(Beginning of Records shown)

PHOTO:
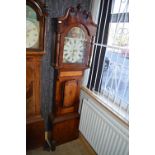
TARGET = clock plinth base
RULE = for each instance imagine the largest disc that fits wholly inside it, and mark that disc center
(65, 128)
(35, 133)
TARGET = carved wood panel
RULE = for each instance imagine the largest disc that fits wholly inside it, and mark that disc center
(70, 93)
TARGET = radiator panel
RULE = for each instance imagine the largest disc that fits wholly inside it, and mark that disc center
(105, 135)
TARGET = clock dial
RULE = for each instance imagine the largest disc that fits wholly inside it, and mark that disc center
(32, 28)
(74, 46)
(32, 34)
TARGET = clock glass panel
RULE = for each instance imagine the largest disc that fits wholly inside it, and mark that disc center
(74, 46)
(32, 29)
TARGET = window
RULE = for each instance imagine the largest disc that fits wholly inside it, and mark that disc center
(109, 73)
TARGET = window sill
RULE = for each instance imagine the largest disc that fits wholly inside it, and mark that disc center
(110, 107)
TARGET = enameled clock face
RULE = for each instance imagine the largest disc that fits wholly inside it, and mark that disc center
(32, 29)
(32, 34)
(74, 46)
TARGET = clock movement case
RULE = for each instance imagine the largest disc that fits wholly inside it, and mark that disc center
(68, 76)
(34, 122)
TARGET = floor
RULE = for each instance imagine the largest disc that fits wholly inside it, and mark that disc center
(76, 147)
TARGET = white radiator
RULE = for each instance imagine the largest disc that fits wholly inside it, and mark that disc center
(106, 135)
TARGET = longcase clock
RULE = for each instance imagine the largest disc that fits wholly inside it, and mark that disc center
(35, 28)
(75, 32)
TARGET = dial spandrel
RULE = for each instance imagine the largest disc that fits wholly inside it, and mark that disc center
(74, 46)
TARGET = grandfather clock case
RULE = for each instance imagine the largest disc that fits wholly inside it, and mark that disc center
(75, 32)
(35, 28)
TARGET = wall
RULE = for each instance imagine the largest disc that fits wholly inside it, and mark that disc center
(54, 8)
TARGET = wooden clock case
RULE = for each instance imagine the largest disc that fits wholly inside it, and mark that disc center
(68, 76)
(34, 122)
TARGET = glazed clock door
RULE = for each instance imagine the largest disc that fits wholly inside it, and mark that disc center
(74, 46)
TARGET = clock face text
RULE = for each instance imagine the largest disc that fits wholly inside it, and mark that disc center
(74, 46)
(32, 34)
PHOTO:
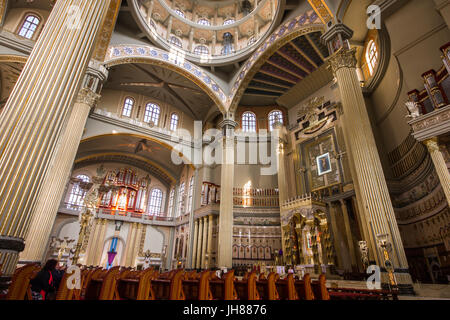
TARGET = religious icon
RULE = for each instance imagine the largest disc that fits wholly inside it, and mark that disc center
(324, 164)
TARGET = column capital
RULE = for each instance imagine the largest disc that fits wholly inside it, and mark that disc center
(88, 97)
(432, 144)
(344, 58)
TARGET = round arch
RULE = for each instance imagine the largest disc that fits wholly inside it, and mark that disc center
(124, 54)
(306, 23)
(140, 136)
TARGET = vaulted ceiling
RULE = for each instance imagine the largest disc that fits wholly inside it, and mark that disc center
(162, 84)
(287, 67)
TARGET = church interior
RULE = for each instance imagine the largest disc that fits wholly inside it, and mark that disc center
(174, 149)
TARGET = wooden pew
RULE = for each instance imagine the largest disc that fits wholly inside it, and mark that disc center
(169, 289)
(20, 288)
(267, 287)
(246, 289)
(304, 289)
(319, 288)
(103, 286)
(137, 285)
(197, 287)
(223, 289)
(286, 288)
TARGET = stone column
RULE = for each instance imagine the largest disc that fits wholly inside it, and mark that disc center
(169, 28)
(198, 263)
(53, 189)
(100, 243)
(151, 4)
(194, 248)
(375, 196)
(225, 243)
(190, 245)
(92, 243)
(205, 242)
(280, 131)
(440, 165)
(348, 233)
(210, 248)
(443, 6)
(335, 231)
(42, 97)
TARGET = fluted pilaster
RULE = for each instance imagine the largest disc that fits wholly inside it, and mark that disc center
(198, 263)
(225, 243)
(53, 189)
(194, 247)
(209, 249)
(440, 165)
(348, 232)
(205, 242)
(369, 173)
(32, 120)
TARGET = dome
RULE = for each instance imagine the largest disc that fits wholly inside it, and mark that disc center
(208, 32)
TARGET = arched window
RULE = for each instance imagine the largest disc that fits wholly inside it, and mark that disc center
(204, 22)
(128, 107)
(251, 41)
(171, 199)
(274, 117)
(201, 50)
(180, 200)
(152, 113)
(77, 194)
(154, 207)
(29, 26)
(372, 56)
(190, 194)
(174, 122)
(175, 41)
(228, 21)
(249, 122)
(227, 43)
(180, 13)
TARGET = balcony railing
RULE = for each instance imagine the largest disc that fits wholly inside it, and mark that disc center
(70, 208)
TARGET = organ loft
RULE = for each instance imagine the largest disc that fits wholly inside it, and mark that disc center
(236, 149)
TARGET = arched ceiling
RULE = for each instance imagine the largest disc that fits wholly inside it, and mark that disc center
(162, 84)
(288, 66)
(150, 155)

(End of Records shown)

▶ _What is expected_:
The answer must be a single number: the count of lines in the data that include the word "face".

▶ _The completed task_:
2